Task to carry out:
Gather every line from the entries below that includes "above".

Region pointing data
* * * * *
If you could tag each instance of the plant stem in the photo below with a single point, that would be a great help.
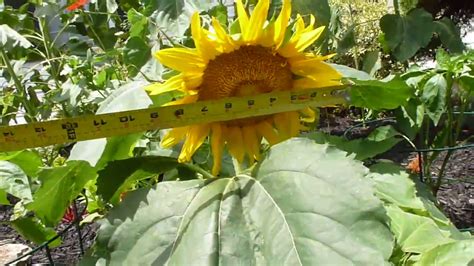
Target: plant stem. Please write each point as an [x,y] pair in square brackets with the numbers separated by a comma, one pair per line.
[21,89]
[199,170]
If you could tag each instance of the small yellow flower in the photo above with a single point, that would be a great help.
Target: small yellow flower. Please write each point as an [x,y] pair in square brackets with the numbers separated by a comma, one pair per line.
[259,60]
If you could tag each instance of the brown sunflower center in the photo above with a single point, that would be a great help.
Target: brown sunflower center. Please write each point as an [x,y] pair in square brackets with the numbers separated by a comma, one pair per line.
[247,71]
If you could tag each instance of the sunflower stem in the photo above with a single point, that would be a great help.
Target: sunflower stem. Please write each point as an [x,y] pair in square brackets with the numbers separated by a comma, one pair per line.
[237,166]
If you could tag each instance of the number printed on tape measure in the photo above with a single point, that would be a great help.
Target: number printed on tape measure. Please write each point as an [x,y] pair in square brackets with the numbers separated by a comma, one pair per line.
[113,124]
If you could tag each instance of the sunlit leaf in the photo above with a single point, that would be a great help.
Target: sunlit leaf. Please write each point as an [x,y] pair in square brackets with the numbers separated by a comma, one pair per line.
[415,233]
[449,35]
[457,253]
[32,229]
[119,175]
[99,151]
[14,181]
[303,198]
[349,72]
[29,161]
[434,97]
[377,95]
[405,35]
[393,184]
[372,62]
[10,39]
[59,186]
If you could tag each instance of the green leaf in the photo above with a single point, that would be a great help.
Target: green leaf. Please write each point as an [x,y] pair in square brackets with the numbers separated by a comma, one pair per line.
[377,95]
[449,35]
[14,181]
[59,186]
[138,24]
[457,253]
[467,83]
[414,233]
[434,97]
[405,35]
[372,62]
[111,6]
[393,185]
[347,41]
[136,54]
[379,141]
[410,117]
[3,198]
[99,151]
[118,175]
[32,229]
[28,161]
[10,39]
[349,72]
[173,17]
[304,198]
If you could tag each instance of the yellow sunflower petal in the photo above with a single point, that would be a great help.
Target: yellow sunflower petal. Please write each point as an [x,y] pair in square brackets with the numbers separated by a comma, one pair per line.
[174,83]
[174,136]
[309,83]
[186,99]
[181,59]
[251,143]
[194,139]
[300,41]
[315,69]
[266,130]
[243,17]
[287,124]
[281,23]
[206,48]
[309,116]
[255,26]
[235,143]
[228,44]
[217,145]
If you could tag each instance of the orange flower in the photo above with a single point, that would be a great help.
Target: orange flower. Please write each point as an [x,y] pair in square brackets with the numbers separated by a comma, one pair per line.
[77,4]
[414,165]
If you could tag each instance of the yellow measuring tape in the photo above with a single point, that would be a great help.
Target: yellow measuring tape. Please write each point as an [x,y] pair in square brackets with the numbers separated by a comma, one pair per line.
[59,131]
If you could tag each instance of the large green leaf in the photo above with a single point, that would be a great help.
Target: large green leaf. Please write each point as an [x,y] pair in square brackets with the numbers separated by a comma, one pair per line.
[59,186]
[99,151]
[377,95]
[10,39]
[415,233]
[306,204]
[14,181]
[393,185]
[379,141]
[119,175]
[434,97]
[28,161]
[349,72]
[457,253]
[449,35]
[136,54]
[32,229]
[173,16]
[405,35]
* * * * *
Exercise answer:
If you could tag each instance of the small yellow flower in the photo above with a single point, that would be a great help.
If you could tag each instance of the brown sunflower center in the photo above with a single point, that would be a great help.
If you could tag each instance of the sunflower stem in the photo above with a single point, that would be a great help.
If you could tag each instance of the number printed on tape measure in the photo above with a single point, that would be a great help.
If you could tag each instance of the sunlit leaf in the photo above with a single point, that would be a great help.
If you could tag each instance of the green leaf in the photo above with a single point, that would be a great help.
If you could tag each instance of the yellow sunflower petal in the photo above with a single point, that would be a great help.
If you could tag each instance of the orange flower in the photo above with a single point, that would be a great help.
If you could tag each instance of the yellow measuring tape in the photo above with a single point, that would be a great help.
If you could tag each instance of the large green leaf in the photo above with a single point, that would be a great help.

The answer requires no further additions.